### Aim of the task:
The records below are to be repeated exactly, minus any pictures.

### Working data:
····················
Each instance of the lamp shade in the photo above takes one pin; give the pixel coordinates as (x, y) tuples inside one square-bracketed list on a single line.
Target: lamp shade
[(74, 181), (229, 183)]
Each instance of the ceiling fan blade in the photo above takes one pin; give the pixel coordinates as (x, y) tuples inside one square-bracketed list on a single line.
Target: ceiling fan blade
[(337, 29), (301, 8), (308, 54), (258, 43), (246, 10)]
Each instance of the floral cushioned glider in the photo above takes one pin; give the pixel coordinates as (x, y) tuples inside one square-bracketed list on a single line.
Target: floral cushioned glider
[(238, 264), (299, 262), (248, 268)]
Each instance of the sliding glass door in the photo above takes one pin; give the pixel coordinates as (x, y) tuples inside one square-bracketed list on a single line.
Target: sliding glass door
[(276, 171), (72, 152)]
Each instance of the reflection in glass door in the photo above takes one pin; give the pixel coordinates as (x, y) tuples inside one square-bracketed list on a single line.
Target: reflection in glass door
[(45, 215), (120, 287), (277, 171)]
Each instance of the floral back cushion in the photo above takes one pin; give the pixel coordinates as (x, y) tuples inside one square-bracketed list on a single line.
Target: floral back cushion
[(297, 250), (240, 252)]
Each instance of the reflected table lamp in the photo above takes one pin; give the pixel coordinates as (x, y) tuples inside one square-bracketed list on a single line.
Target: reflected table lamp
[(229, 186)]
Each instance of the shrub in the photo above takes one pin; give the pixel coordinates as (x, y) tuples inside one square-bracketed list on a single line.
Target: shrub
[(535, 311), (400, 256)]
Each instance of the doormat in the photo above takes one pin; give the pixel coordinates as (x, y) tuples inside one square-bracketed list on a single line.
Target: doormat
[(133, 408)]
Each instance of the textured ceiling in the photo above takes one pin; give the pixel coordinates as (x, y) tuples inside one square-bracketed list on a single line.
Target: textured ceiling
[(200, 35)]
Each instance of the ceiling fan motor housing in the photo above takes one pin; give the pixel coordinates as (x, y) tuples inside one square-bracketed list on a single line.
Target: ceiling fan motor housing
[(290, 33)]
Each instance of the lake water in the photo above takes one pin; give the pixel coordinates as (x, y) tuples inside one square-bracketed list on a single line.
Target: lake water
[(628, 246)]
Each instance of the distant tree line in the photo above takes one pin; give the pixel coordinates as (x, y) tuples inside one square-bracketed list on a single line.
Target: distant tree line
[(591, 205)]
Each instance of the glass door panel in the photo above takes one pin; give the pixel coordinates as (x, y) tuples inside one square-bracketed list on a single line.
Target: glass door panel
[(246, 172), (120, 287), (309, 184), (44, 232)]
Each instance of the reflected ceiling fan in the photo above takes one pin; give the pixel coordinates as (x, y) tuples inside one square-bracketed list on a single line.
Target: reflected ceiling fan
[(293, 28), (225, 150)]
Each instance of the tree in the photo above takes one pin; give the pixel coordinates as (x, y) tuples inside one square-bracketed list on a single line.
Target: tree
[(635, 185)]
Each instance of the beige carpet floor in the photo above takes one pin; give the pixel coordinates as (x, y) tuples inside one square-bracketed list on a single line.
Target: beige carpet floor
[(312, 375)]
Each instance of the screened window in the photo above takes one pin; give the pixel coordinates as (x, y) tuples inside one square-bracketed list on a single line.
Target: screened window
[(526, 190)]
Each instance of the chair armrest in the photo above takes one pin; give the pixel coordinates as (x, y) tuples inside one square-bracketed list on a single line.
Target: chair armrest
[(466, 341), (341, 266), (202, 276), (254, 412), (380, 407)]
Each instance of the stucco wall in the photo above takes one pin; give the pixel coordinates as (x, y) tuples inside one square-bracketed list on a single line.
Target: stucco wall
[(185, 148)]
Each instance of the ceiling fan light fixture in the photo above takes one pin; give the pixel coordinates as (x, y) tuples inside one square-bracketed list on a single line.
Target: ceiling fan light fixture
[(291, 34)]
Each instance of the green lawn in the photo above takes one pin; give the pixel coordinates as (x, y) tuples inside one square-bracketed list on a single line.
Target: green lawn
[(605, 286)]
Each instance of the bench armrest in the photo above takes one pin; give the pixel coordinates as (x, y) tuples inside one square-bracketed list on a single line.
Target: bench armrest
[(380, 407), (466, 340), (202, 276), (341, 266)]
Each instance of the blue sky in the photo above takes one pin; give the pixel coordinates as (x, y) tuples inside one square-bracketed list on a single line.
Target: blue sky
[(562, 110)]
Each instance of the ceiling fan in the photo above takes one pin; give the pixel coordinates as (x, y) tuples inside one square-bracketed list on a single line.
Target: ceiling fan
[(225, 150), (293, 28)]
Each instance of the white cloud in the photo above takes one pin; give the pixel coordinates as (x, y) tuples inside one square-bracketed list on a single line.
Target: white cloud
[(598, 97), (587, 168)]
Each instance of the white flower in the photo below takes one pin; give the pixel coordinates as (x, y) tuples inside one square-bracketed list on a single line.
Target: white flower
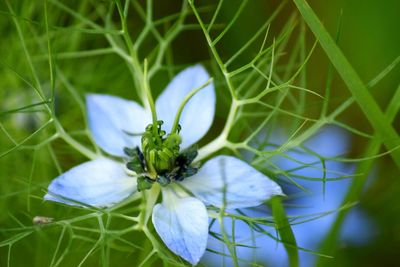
[(181, 220)]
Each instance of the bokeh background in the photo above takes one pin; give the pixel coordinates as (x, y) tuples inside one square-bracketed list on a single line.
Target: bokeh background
[(369, 38)]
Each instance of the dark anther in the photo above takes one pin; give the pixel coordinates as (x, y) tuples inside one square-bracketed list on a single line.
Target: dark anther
[(144, 183), (163, 180)]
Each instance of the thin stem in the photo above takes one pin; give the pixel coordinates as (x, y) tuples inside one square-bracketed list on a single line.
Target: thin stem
[(185, 100), (150, 97)]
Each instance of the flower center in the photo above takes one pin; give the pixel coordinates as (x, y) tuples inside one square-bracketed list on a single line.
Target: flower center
[(160, 159)]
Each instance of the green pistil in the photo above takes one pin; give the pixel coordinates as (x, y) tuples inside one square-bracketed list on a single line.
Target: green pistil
[(160, 159)]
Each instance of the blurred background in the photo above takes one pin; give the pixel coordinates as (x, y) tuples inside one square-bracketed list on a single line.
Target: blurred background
[(31, 154)]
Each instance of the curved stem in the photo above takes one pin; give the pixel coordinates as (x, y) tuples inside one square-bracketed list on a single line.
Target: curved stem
[(185, 100)]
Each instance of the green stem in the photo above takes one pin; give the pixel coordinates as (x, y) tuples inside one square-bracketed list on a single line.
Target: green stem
[(150, 99), (185, 100)]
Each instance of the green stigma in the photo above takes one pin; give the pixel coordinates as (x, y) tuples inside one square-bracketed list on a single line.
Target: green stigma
[(160, 159)]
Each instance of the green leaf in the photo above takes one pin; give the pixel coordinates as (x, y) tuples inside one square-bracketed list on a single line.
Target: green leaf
[(285, 231), (373, 113)]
····················
### Output below:
Each instance of the lamp shade in the photo above takes one pin; give the pixel coordinates as (x, y) tuples inside one square-bracketed list on a single line.
Target: lamp shade
[(74, 181), (229, 183)]
Each instance of the ceiling fan blade in the photo above takes one pin; give the pixel coordinates as (x, y) tuples inside one square-bracketed list on a single line.
Target: ceiling fan blade
[(337, 29), (301, 8), (308, 54), (258, 43), (246, 10)]
Each instance of the floral cushioned glider in the photo above takes one pin; give the pixel coordinates as (x, y) tuples inside one square-bracketed list on a single line.
Target: floral cushioned glider
[(238, 264), (299, 262), (248, 268)]
Each instance of the sliding glass door in the photo above takes one pin; give the pixel coordinates as (x, y) tuples inside one square-bracketed list on a single line.
Target: sliding glass door
[(276, 171), (72, 152)]
Each instance of the reflection in glass door in the photo above takes one pin; give the pixel coordinates as (x, y) tuples inside one square-bracketed list on a single line.
Target: reflection in glass door
[(45, 215), (120, 287), (277, 171)]
Each instance of the floral back cushion in the photo above takes one pin; give the pixel coordinates as (x, y) tuples inside one square-bracketed list on a single line.
Target: floral back cushion
[(297, 250), (240, 252)]
Each instance of the reflected table lamp in the photo above takes one pin; give the pixel coordinates as (x, y) tuples inside one square-bracketed list on a single line.
Target: reflected table lamp
[(229, 186)]
Each instance of the shrub in the photo above takes one pin; give the pixel coordinates as (x, y) tuples inside one square-bracketed list on a single line.
Target: shrub
[(535, 311), (400, 256)]
Each instance of the doormat in the photo above takes one pin; give the pixel coordinates as (x, y) tuples inside one square-bracketed list on a single line.
Target: doormat
[(133, 408)]
Each instance of the textured ceiling in the photo above takes one pin; give the pixel coordinates as (x, y) tuples inside one square-bracketed list on a single line.
Target: textured ceiling
[(200, 35)]
Each instance of the ceiling fan motor housing in the photo above takes one pin; give the pixel coordinates as (x, y) tuples inside one square-bracketed list on a single line.
Target: ceiling fan motor housing
[(290, 33)]
Each instance of the lake water in the photo above takes one pin; give the pixel coordinates as (x, y) tuples inside one square-bracketed list on a single line.
Target: lake water
[(628, 246)]
Each instance of the distant tree line in the photo above takes one pin; give the pixel coordinates as (x, y) tuples inside one square-bracketed list on a single line.
Target: distant tree line
[(591, 205)]
Each instance of the glass door panel in the photo above takes one pin; give the pixel coordinates as (x, y) tuples inside one square-bracketed list on a single line.
Target: glass door panel
[(246, 172), (120, 287), (309, 184), (44, 232)]
Each instance of the reflected ceiling fan in the photo above takes one pin; give the pixel coordinates as (x, y) tuples inside one square-bracketed list on a single line.
Target: reflected ceiling fan
[(293, 28), (225, 150)]
Each instance of the tree in the photo above takes one pin; give the pixel coordinates as (x, y) tuples inside one square-bracketed list on a single line.
Target: tree
[(635, 185)]
Each instance of the beige carpet floor in the photo above takes one pin; give the pixel coordinates as (x, y) tuples inside one square-bracketed list on a single line.
Target: beige carpet floor
[(312, 375)]
Each instance of the screened window in the photo above takes one pin; give the pixel coordinates as (x, y) tuples inside one square-bracketed list on a single line.
Target: screened window
[(526, 190)]
Each instance of the chair armrest in the photo above takes one pin; give the pixel coordinates as (x, y) tuples inside one square-bracketed list on a single line.
Target: chair armrest
[(466, 341), (341, 266), (202, 276), (254, 412), (380, 407)]
Each instance of the stucco wall in the photo above takes one pin; give the pixel coordinates as (x, y) tuples inside one square-bracketed list on a single line.
Target: stucco wall
[(185, 148)]
Each instance of the ceiling fan light fixture in the photo above takes one pin; give the pixel coordinates as (x, y) tuples inside one square-bracketed list on a single line.
Target: ceiling fan light fixture
[(291, 34)]
Each instance of the green lawn in the photo above takes one pin; give the pixel coordinates as (x, y) tuples inside one square-bracketed list on a single line.
Target: green lawn
[(605, 286)]
Each instance of the bench armrest in the photo above takes one pin; give the pixel coordinates as (x, y) tuples inside one square-bracketed list on a single line.
Target: bench armrest
[(380, 407), (466, 340), (202, 276), (341, 266)]
Each instance of the blue sky in the photo above takes one pin; give the pixel coordinates as (x, y) tuples inside one square-bracketed list on a single line.
Target: blue sky
[(562, 110)]
Each instance of the ceiling fan in the photo above takes one pin; give the pixel coordinates as (x, y) tuples inside one square-bracketed list on a single line.
Target: ceiling fan
[(225, 150), (293, 28)]
Each instance of the white cloud in the photo above takes one pin; give the pixel coordinates as (x, y) tuples inside one square-bracketed list on a single line.
Target: white cloud
[(598, 97), (587, 168)]
Each instance of the white flower in the photo below takes one pin; give the pixel coordinates as (x, y) tuples inside one square-bracketed list on a single line.
Target: white flower
[(181, 220)]
Each instance of the bokeh background in the photo above takes one pin; give the pixel coordinates as (x, y) tuples inside one square-bracketed list on a single line.
Target: bokeh background
[(369, 38)]
Each instance of the dark anther in the photo above takes one pin; give the pixel coordinates as (x, y) tuples inside one square-bracketed list on a single line.
Target: dark anther
[(144, 183), (163, 180)]
Each instance of the thin stem in the photo above takes one pin; give the pixel coordinates as (x, y) tuples inside one square-bracketed list on a single line.
Target: thin stem
[(185, 100), (150, 97)]
Each instance of the flower center in the photo above takes one pin; give the pixel coordinates as (x, y) tuples inside one square-bracketed list on a single line.
Target: flower center
[(160, 159)]
Each instance of the green pistil in the photo above takes one pin; give the pixel coordinates as (x, y) tuples inside one square-bracketed list on a single line.
Target: green pistil
[(160, 159)]
Each instance of the blurred background in the photo above takes one pin; give the pixel coordinates as (x, y) tuples inside one square-bracketed list on a single line.
Target: blurred background
[(31, 154)]
Each instance of the curved stem in the photo above takes one pin; give the pixel coordinates as (x, y) tuples inside one square-bracketed list on a single line.
Target: curved stem
[(185, 100)]
Each instance of the green stem in the photo above takes one pin; give the pixel coordinates as (x, y) tuples inside one square-bracketed list on a single line.
Target: green stem
[(150, 99), (185, 100)]
Each instance of the green stigma in the photo above takes one pin; give the pixel coordinates as (x, y) tuples inside one square-bracketed list on a single line.
Target: green stigma
[(160, 159)]
Each instance of the green leaf in the photo above takes one pin; give the pixel coordinates as (x, y) tuples inside one square-bracketed list on a single line.
Target: green leaf
[(285, 231), (373, 113)]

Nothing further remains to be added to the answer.